REQUIRED ACTIONS:
[a] In the store privacy excerpt, when does BTCPay send the merchant an alert?
[b] Summarize the store privacy excerpt in two sentences.

PAGE EXTRACT:
On the client side they've paid to a known, public address. Now let's imagine that the next customer is a member of antifa or the proud boys or some other socially objectionable group and they blab about it on social media.
Now this public bitcoin address is known more publicly and anyone doing blockchain surveillance can say (whether true or not) that everyone contributing to this address is also a member of said objectionable group.
Anyone with a brain can say this is absurd, but that doesn't stop the outrage mob and we all know it. It also provides an anchor from which to track back all inputs to this address and attempt to dox those customers.
In short, using a single address is bad for customer privacy.
Conversely, with BTCPay you have individual addresses for each transaction and BTCPay connects that transaction to the invoice on your commerce platform. In fact it will monitor and send you an alert when your customizable preferred amount of confirmations have been reached.

Data Retention (or Not)

Lastly, BTCPay combined with WooCommerce has another privacy feature that is probably underutilized, but has incredible potential. You can set how long the database retains customer information. This means you can choose to erase your customers' info after 30 days, after 7 days, or whenever it has arrived if you use order tracking.
This means that if some enterprising "hacktivist" or government agency abusing their power compromises your database, they have only the "in process" orders to work with, not your entire client history.
The downside to this is that once the customer's info has been dumped there's not much available in the way of proof for customer support. I recognize this is difficult for some people to accept, but it's a tradeoff. I also believe that there will be someone clever who comes up with a way around that in the future.
Unfortunately there isn't much you can do to prove to your customers that you've dumped their info. I have a proposal on this but you'll have to read through the rest of the article (or jump to the bottom) for that.

Mail

Okay so you've got a web store set up with Wordpress, WooCommerce and BTCPay server and the orders are rolling in. Now you need to ship your products. As much as I dislike USPS for their slow, inconsistent results and their monopoly on residential mail, they are usually the cheapest option in the U.S. so that's what I'll discuss here.

PROVIDED MATERIAL:
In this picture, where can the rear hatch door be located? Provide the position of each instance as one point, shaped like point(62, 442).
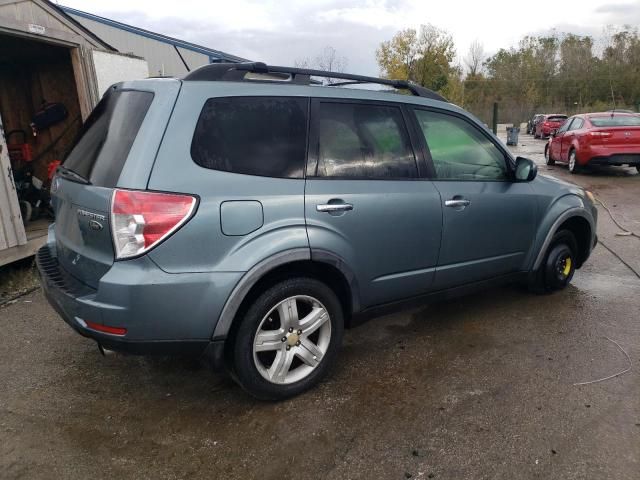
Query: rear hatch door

ANSWERS GIVEN:
[a] When the merchant's customizable preferred number of confirmations has been reached.

[b] Taking payments to a single public bitcoin address hurts customer privacy, because it lets outsiders link every contributor to that address and trace their inputs, while BTCPay gives each transaction its own address and ties it to the invoice. Combined with WooCommerce, BTCPay can also erase customer information after a set period, so a compromised database exposes only in-process orders, at the cost of less proof for customer support.